EXERCISE = Please render every line of the records below as a numbered list, leaving out blank lines and the pictures.
-- -- --
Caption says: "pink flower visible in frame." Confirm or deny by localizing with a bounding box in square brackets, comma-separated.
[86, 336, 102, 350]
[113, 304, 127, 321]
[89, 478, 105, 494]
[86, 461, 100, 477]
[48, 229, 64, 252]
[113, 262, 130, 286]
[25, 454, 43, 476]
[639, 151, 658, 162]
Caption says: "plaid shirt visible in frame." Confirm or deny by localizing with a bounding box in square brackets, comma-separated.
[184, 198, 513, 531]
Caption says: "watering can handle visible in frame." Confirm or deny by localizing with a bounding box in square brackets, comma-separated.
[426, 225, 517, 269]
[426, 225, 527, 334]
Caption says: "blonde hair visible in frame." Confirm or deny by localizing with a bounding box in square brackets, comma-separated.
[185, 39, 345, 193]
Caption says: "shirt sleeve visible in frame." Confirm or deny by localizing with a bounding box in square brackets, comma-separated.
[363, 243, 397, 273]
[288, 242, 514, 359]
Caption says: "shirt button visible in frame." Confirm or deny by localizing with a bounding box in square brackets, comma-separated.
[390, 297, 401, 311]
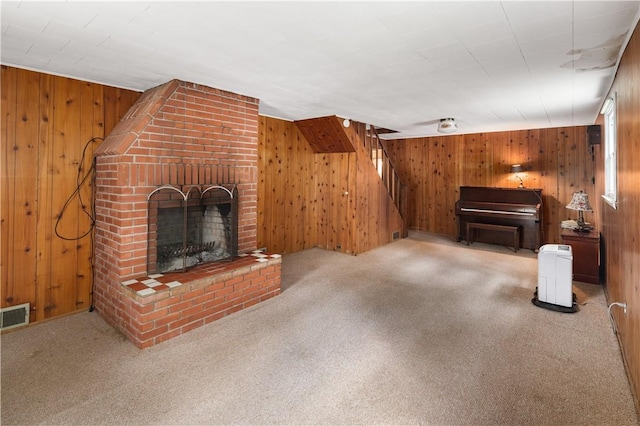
-- -- --
WRITTEN RESPONSE =
1. Caption says: "pink flower visible in frame." Confirm or deny by localizing with a bounding box in square brackets, comma-separated.
2. [86, 336, 102, 350]
3. [113, 304, 127, 321]
4. [89, 478, 105, 494]
5. [86, 461, 100, 477]
6. [48, 229, 64, 252]
7. [113, 262, 130, 286]
8. [25, 454, 43, 476]
9. [639, 151, 658, 162]
10. Caption says: "plaid shirt visible in frame." Confirm or deny by localizing with a bounding box in square brackets, comma-separated.
11. [184, 198, 513, 531]
12. Caption says: "watering can handle visible in frame." Confirm or deny by localizing with a bounding box in square brackets, comma-separated.
13. [426, 225, 517, 269]
14. [426, 225, 527, 334]
15. Caption says: "blonde hair visible in frame." Confirm or deny by localizing with a bounding box in square brackets, comma-separated.
16. [185, 39, 345, 193]
17. Caption says: "shirt sleeve visible in frame." Confirm or deny by localizing with a bounding box in square brackets, comma-separated.
18. [363, 243, 397, 273]
19. [288, 242, 514, 359]
20. Caption says: "shirt button visible in frame." Confirm or deny by localizing with a bounding box in square brackets, comma-separated.
21. [390, 297, 401, 311]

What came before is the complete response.